* Start Source excerpt *
I am increasingly concerned that the ongoing entropy within our national emergency management enterprise is helping no one—least of all the professional emergency managers at the State, Local, Tribal, and Territorial (SLTT) levels who are bearing the brunt of this prolonged circus. Every new development adds friction, confusion, and delay. And as Former FEMA Administrator Pete Gaynor, CEM, recently noted, none of this should surprise us. FEMA has long understood its problems and, in Gaynor’s words, “knows what to fix and how to fix it”—yet continues to be constrained by political, structural, and bureaucratic forces that prevent meaningful reform.1


This dynamic is now openly eroding confidence in the Administration’s ability to fulfill its Stafford Act responsibilities in a timely, effective, and coherent manner. SLTT emergency managers—already stretched by increasing operational complexity—are now forced to navigate turbulence that is entirely avoidable. The result, as Gaynor warns, is a system drifting without strategic vision: too many priorities, too little unity of direction, and a chronic inability to return to fundamentals.


One cannot help but wonder how much of this confusion could have been prevented had there been genuine integration of practitioner input—from the International Association of Emergency Managers, the Big City Emergency Managers, the National Emergency Management Association, the U.S. Emergency and Disaster Management Congress, and state emergency management associations. These groups represent operational truth. Their voices are grounded in reality, not politics. As Gaynor argues, reforms must be shaped “by those who actually do the work,” yet the current process continues to marginalize precisely those perspectives.


Overview of Recent Events

• The FEMA Review Council completed its work several weeks ago, producing a comprehensive 100+ page report. It addressed nearly every major FEMA program and included proposed executive and legislative actions. Gaynor anticipated that such a report—if left intact—could have been a blueprint for returning FEMA to its core mission.
* End Source excerpt *
**Tasks and exercises**
• a. Answer from the FEMA commentary:
(i) Who is quoted as saying FEMA "knows what to fix and how to fix it"?
(ii) Under which act are the Administration's responsibilities said to be in doubt?
(iii) How long was the report that the FEMA Review Council produced?
• b. Extend the FEMA commentary past its last sentence, keeping its voice and its list of recent events.
* Start Provided records *
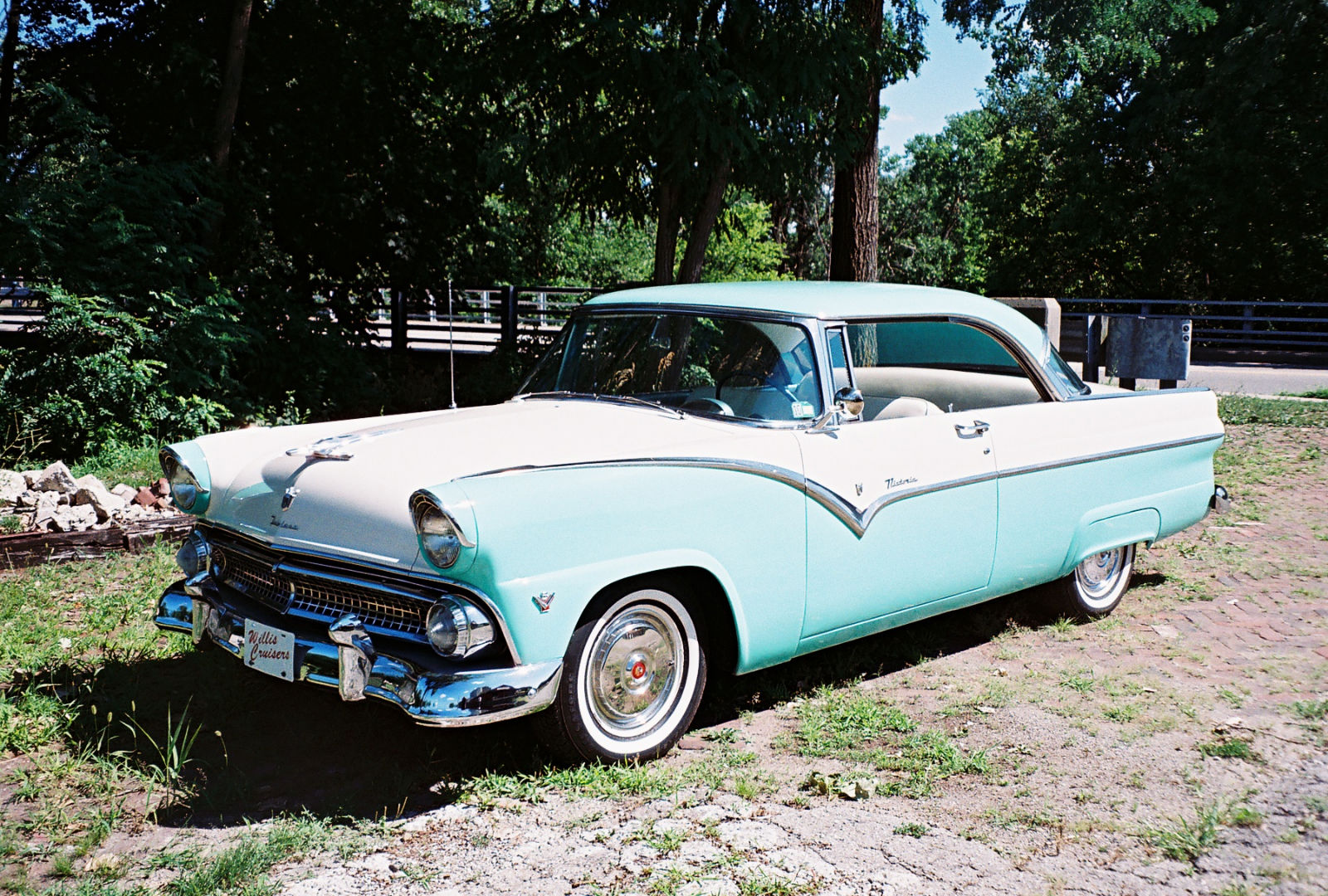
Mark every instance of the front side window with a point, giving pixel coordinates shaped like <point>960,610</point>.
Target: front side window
<point>911,368</point>
<point>749,369</point>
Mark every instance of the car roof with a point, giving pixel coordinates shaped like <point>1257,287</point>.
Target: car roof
<point>833,300</point>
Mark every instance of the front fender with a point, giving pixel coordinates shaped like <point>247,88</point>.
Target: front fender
<point>573,533</point>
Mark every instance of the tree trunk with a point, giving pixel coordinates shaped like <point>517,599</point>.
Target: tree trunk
<point>8,66</point>
<point>856,227</point>
<point>232,79</point>
<point>666,236</point>
<point>703,225</point>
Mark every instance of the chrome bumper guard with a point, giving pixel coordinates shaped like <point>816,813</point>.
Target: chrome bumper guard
<point>349,661</point>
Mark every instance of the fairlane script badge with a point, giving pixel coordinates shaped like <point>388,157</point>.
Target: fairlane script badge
<point>269,650</point>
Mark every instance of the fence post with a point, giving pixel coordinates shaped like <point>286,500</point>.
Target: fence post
<point>1092,347</point>
<point>509,318</point>
<point>398,320</point>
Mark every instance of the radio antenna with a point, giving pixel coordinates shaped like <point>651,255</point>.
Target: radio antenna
<point>452,348</point>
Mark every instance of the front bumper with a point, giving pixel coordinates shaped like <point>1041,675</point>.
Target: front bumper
<point>345,659</point>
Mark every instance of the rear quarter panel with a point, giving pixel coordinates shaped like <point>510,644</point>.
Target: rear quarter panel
<point>1080,477</point>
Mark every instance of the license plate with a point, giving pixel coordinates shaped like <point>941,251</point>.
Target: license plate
<point>270,650</point>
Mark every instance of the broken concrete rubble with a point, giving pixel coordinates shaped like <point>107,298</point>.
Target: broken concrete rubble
<point>53,501</point>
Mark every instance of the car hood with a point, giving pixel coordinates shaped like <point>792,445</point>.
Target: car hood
<point>267,482</point>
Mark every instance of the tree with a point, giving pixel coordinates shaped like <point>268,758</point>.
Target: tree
<point>933,207</point>
<point>890,57</point>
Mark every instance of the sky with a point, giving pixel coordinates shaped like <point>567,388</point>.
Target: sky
<point>946,84</point>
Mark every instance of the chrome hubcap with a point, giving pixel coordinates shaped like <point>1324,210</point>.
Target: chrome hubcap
<point>1101,574</point>
<point>634,670</point>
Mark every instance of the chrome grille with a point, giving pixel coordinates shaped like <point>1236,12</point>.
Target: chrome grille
<point>251,577</point>
<point>332,599</point>
<point>259,575</point>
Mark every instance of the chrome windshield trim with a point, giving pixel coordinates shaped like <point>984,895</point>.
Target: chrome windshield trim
<point>1145,393</point>
<point>425,581</point>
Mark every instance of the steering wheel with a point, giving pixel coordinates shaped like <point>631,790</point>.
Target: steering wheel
<point>712,405</point>
<point>759,377</point>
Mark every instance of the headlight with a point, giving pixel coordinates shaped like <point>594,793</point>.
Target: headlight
<point>457,628</point>
<point>186,490</point>
<point>192,557</point>
<point>440,537</point>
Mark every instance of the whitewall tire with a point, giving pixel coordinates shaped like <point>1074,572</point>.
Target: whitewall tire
<point>632,680</point>
<point>1097,584</point>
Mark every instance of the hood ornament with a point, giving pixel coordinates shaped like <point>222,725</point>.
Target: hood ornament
<point>335,448</point>
<point>289,498</point>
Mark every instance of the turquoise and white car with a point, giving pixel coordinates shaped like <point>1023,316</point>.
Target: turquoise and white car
<point>695,480</point>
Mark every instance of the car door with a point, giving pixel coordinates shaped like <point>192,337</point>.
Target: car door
<point>901,513</point>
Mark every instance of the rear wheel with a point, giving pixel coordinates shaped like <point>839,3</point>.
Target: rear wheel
<point>1097,584</point>
<point>632,680</point>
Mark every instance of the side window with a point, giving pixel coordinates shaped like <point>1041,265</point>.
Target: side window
<point>840,375</point>
<point>911,368</point>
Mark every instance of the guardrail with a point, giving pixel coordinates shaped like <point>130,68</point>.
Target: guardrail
<point>1221,329</point>
<point>480,320</point>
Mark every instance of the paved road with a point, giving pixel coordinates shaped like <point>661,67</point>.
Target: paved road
<point>1248,378</point>
<point>1257,378</point>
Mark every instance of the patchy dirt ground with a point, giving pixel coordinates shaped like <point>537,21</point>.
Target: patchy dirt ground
<point>1177,747</point>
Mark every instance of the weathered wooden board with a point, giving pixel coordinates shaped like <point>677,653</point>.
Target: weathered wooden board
<point>32,548</point>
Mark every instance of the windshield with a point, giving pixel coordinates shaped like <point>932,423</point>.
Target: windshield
<point>750,369</point>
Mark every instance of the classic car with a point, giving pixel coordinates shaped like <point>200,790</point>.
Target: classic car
<point>694,480</point>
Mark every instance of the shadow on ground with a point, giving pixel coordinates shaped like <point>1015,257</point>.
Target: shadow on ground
<point>265,747</point>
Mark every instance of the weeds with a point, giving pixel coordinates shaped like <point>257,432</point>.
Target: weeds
<point>836,721</point>
<point>1186,840</point>
<point>1312,710</point>
<point>1228,749</point>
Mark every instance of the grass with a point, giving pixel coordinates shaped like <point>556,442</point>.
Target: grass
<point>1189,840</point>
<point>242,869</point>
<point>1247,409</point>
<point>1312,393</point>
<point>836,721</point>
<point>724,767</point>
<point>1228,749</point>
<point>128,464</point>
<point>1312,710</point>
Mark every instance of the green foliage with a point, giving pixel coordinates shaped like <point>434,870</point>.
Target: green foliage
<point>1162,148</point>
<point>1186,840</point>
<point>843,720</point>
<point>744,247</point>
<point>115,462</point>
<point>1247,409</point>
<point>933,231</point>
<point>95,377</point>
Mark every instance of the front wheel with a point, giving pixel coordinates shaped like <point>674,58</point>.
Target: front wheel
<point>1097,584</point>
<point>632,680</point>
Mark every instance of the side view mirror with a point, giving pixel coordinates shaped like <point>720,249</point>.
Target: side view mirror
<point>850,402</point>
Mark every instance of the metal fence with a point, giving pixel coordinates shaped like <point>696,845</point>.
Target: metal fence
<point>20,307</point>
<point>484,318</point>
<point>1221,329</point>
<point>471,319</point>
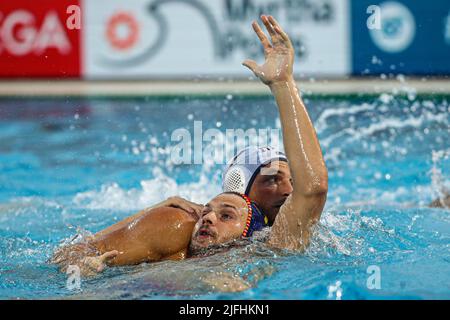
* End Provided records *
**Answers to each task**
• a.
(i) Former FEMA Administrator Pete Gaynor, CEM
(ii) The Stafford Act
(iii) More than 100 pages

• b.
• DHS leadership then revised the report, reducing it to roughly 20 pages. As one of the co-chairing bodies, DHS had the authority to do so. But the resulting edits sharply reduced both the number and depth of recommendations, particularly those requiring congressional action. The product that remained bore little resemblance to the expertise-driven original submission. Gaynor has repeatedly highlighted this exact problem: internal knowledge exists, but it gets diluted or buried before it ever reaches decision-makers.

• A public meeting of the FEMA Review Council was scheduled for 11 DEC 2025, in accordance with FACA requirements.1

• On 10 DEC 2025, CNN published a detailed examination of the edited report, raising public and professional alarm.2  

• Hours later, the White House cancelled the public meeting, reportedly because they wanted more legislative actions and more actionable recommendations—the very elements removed during the DHS editing process. The left hand and right hand are clearly not coordinating. 

• Reports indicate more than 5,000 people registered for the meeting, the largest anticipated turnout in the Council’s history—underscoring how desperate the field is for clarity and direction.

• In an additional twist, DHS Secretary Noem reportedly left a Homeland Security Committee hearing early on 11 DEC 2025, citing the need to attend a FEMA-related meeting that had already been cancelled.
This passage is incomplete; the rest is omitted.